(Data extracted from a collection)
==*==

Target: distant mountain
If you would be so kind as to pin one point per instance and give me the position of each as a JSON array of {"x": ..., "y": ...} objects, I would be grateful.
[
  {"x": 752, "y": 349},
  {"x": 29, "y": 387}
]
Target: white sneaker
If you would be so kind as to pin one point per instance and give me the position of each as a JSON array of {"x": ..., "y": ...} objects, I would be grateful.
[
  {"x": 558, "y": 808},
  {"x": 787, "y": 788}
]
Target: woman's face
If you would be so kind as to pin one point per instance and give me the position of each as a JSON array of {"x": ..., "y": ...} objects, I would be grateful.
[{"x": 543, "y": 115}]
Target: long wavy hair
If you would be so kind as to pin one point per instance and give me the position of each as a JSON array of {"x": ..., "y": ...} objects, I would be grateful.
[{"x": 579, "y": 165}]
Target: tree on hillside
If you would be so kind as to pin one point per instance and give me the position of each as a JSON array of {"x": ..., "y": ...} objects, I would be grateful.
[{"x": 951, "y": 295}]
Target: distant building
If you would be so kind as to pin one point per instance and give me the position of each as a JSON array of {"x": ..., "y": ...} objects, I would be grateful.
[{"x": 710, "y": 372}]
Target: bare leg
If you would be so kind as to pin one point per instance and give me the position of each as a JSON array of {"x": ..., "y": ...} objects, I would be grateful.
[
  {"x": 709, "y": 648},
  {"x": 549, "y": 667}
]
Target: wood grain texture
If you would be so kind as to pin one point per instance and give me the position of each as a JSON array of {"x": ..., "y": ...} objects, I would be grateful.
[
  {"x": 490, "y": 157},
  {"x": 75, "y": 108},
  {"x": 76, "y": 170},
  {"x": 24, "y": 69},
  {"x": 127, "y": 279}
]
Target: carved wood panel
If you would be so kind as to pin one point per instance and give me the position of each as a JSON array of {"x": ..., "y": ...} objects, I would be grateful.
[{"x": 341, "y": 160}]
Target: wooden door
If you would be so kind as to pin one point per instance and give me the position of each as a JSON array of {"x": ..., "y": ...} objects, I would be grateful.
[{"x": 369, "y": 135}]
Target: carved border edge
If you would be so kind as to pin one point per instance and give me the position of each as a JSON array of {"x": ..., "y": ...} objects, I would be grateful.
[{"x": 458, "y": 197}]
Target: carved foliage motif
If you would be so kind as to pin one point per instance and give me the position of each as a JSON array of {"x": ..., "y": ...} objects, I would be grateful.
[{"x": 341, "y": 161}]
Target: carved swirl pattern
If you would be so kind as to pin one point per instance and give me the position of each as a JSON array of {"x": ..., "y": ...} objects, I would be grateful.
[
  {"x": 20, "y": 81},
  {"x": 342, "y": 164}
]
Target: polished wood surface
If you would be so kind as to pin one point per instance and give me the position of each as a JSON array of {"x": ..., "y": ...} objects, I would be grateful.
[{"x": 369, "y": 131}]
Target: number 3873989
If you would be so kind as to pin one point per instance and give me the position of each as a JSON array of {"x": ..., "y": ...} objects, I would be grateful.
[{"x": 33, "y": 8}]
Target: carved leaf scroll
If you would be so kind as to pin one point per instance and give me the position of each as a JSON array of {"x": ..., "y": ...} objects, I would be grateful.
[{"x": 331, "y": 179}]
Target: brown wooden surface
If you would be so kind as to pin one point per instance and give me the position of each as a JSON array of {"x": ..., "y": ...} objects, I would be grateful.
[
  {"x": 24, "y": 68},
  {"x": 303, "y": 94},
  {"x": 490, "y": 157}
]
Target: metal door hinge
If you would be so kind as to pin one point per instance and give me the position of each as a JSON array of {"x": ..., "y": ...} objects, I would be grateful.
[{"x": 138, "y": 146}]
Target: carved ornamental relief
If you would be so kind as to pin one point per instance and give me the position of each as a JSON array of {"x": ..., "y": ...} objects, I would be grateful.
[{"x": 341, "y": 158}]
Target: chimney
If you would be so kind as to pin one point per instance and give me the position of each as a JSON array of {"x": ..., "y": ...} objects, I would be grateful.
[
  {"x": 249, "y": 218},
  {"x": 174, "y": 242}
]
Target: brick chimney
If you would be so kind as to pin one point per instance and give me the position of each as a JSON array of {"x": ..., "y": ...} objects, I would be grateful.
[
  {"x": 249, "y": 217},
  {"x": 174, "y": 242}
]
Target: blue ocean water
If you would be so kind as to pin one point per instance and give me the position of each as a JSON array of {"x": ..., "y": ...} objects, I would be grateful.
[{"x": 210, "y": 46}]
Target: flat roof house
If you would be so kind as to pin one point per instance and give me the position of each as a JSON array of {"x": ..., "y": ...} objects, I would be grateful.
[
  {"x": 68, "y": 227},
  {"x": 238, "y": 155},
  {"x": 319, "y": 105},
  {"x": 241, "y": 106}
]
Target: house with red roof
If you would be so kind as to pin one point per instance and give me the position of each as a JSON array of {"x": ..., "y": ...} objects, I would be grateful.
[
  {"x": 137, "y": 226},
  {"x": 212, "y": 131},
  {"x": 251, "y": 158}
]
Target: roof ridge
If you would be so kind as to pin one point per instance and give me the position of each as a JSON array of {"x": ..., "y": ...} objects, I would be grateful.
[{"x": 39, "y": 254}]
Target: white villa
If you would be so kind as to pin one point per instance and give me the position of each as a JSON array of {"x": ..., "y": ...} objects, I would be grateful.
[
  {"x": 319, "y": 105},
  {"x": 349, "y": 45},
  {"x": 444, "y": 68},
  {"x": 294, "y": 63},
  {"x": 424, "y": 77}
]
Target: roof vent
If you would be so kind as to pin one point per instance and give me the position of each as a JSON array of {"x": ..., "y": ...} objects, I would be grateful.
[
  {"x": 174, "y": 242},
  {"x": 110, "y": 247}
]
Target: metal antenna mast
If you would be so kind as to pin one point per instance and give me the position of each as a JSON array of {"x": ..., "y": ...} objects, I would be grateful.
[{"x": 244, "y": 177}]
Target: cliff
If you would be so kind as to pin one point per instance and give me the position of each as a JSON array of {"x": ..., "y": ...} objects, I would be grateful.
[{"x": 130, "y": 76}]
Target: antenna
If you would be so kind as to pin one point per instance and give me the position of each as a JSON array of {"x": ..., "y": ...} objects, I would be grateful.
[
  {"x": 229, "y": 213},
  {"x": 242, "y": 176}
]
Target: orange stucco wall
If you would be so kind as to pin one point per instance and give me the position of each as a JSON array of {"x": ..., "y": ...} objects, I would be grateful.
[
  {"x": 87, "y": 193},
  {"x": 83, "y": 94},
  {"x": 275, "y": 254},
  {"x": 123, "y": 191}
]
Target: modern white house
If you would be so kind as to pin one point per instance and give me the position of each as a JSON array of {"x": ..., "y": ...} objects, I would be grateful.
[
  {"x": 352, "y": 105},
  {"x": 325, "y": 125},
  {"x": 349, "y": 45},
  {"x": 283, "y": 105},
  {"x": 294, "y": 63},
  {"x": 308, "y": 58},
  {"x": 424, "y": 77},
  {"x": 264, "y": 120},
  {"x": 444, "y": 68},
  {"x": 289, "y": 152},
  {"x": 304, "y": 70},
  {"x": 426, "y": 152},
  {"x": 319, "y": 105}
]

==*==

Repeat the line that contains "Target: metal antenna mast", then every line after it until the records end, with nothing added.

Target: metal antenna mast
If you would be so kind as to pin one point per instance and give me the position of each as a JSON array of {"x": ..., "y": ...} objects, I would be grateful.
[{"x": 244, "y": 177}]
Target: cliff
If you would be so kind as to pin one point per instance and give me the position of each as a JSON array of {"x": ..., "y": ...} objects, I would be grateful.
[{"x": 130, "y": 76}]
Target: antenna
If you would be so kind as to pin one point per instance and give me the position of each as a JSON array of {"x": ..., "y": ...} objects, I would be grateful.
[
  {"x": 229, "y": 213},
  {"x": 242, "y": 176}
]
Target: orange stucco wall
If you would be so kind as to pin one point per instance and give me the position of each as a JSON array of {"x": ..., "y": ...} objects, I would be grateful.
[
  {"x": 87, "y": 193},
  {"x": 83, "y": 94},
  {"x": 275, "y": 254},
  {"x": 123, "y": 191}
]
Target: modern white house
If you would be so kind as to pin one point per instance and give me the position of each as a JSON array of {"x": ..., "y": ...} objects, I would be grateful.
[
  {"x": 352, "y": 105},
  {"x": 325, "y": 125},
  {"x": 349, "y": 45},
  {"x": 283, "y": 105},
  {"x": 294, "y": 63},
  {"x": 308, "y": 58},
  {"x": 424, "y": 77},
  {"x": 264, "y": 120},
  {"x": 444, "y": 68},
  {"x": 289, "y": 152},
  {"x": 304, "y": 70},
  {"x": 426, "y": 152},
  {"x": 319, "y": 105}
]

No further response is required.